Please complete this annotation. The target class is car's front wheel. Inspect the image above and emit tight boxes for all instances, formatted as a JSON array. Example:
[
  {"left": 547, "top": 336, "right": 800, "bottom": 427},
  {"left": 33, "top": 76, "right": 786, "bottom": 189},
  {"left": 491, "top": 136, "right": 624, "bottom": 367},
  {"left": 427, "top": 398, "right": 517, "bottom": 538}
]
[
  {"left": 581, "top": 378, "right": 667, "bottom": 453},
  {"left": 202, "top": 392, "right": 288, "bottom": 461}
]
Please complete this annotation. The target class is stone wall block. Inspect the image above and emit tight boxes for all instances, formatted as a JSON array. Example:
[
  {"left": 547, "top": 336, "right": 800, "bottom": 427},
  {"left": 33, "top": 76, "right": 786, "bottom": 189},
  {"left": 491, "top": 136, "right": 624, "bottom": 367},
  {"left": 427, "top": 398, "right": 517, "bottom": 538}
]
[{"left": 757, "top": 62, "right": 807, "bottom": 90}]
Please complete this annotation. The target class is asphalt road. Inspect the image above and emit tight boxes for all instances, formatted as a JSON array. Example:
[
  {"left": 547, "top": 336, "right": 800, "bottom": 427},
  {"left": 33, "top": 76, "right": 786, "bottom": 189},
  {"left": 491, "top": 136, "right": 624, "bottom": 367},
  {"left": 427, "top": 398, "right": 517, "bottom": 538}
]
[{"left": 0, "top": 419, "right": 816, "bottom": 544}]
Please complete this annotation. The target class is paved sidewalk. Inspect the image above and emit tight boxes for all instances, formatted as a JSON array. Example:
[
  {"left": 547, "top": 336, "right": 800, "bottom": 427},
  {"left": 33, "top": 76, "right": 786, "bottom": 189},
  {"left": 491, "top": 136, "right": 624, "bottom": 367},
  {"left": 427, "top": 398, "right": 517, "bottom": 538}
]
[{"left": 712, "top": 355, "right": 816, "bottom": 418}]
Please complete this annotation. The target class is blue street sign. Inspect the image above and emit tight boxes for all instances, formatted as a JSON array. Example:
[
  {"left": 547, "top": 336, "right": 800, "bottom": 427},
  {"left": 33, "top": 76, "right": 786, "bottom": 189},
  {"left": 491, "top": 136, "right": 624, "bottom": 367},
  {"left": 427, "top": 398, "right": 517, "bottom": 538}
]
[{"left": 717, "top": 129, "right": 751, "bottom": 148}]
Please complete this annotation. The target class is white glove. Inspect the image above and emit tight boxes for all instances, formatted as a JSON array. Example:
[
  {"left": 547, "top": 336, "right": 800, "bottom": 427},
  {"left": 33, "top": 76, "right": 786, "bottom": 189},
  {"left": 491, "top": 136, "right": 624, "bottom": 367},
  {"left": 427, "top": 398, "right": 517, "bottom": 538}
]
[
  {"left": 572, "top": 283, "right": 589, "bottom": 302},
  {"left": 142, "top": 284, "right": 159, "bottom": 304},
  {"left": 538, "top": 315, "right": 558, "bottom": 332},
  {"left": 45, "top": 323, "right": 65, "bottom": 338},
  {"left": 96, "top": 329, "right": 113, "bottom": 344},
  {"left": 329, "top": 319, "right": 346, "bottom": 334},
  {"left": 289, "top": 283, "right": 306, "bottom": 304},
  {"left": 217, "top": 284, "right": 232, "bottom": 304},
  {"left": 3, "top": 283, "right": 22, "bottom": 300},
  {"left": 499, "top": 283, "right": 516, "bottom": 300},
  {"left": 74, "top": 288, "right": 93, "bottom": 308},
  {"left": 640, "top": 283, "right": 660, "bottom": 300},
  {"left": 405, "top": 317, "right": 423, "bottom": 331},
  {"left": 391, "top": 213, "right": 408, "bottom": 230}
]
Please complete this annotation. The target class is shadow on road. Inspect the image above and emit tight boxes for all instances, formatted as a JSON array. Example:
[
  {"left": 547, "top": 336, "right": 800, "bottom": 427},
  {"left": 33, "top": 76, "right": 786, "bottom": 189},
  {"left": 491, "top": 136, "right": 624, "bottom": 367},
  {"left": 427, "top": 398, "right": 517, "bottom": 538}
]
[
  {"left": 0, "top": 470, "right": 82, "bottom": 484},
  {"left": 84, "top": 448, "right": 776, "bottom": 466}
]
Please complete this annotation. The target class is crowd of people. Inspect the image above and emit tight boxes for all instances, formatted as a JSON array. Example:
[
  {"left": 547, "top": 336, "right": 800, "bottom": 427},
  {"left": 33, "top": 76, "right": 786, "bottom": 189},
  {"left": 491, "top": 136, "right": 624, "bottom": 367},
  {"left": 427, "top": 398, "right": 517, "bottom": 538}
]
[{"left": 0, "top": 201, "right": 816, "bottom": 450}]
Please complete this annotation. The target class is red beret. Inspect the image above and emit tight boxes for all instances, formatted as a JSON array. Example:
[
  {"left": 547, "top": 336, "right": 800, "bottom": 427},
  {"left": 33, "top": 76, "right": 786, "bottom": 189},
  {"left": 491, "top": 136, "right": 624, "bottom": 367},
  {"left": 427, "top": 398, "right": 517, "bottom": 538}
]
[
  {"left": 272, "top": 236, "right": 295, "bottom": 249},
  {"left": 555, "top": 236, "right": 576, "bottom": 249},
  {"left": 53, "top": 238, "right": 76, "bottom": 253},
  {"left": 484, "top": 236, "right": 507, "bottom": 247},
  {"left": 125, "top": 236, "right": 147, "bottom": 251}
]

REQUEST
How many lines in the material above contain the word "road", counting case? Give only the number.

ANSWER BELOW
2